Entries on locating named items:
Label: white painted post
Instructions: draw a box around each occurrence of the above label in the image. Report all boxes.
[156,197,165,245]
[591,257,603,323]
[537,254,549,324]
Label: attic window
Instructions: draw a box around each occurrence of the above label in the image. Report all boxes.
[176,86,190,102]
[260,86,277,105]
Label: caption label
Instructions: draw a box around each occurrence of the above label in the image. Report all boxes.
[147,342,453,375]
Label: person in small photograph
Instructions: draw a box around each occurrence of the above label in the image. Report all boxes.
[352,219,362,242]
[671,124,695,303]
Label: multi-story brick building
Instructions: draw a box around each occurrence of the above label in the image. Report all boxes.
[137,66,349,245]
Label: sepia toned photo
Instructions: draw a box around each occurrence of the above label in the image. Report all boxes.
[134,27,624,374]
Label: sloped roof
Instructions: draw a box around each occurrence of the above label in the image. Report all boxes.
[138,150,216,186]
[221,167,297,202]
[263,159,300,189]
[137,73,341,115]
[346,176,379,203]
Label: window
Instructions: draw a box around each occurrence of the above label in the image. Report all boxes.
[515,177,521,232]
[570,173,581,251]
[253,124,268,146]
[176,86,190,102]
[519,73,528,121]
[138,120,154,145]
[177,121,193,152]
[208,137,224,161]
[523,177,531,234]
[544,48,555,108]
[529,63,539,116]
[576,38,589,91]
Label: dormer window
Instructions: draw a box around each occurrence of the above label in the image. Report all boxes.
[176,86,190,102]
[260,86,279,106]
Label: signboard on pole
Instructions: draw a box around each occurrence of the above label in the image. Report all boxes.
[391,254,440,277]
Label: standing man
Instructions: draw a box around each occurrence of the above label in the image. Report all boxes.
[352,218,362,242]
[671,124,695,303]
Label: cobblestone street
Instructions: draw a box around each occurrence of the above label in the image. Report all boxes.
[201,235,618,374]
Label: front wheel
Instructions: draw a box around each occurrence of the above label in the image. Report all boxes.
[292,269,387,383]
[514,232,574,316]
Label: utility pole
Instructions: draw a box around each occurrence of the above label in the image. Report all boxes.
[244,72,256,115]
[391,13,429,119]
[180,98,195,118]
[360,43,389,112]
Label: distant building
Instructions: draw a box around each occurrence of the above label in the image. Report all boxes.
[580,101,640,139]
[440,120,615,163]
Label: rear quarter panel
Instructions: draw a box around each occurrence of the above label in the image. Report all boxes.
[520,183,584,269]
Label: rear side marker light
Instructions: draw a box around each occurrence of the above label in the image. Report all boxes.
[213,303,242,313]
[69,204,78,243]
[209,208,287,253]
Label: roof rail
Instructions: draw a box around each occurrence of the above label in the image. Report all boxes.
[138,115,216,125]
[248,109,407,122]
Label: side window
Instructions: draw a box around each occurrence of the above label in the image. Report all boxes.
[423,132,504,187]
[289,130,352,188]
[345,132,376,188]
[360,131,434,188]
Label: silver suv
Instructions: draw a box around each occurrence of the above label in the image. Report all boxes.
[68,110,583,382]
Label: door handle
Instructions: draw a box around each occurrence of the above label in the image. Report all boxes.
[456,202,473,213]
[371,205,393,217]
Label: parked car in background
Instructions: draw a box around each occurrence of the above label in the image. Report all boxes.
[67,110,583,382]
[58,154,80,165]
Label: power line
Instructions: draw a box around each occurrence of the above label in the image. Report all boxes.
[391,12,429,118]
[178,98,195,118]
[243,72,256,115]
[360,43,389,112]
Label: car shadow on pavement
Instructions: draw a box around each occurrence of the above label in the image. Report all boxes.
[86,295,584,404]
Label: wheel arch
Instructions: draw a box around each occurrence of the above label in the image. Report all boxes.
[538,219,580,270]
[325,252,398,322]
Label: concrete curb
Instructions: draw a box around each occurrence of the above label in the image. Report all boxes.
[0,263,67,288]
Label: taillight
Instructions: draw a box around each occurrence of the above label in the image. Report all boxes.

▶ **TASK REQUIREMENTS**
Please write out again the stretch of the data from the line containing "Label: wheel arch" through the end, keeping every line and adding -20 to each bounding box coordinate.

▶ **RESPONSE FOR THIS EXERCISE**
Label: wheel arch
Instructions: draw a box around each occurrence of the above label in the image. Report all boxes.
[518,199,560,250]
[305,232,378,302]
Label: concrete curb
Instructions: draw a box around each occurrence of the above label in the image. Report all boxes.
[-20,243,47,268]
Label: taillight
Instructions: draw a box around each occurrence of the above label in the image. Report all boxes.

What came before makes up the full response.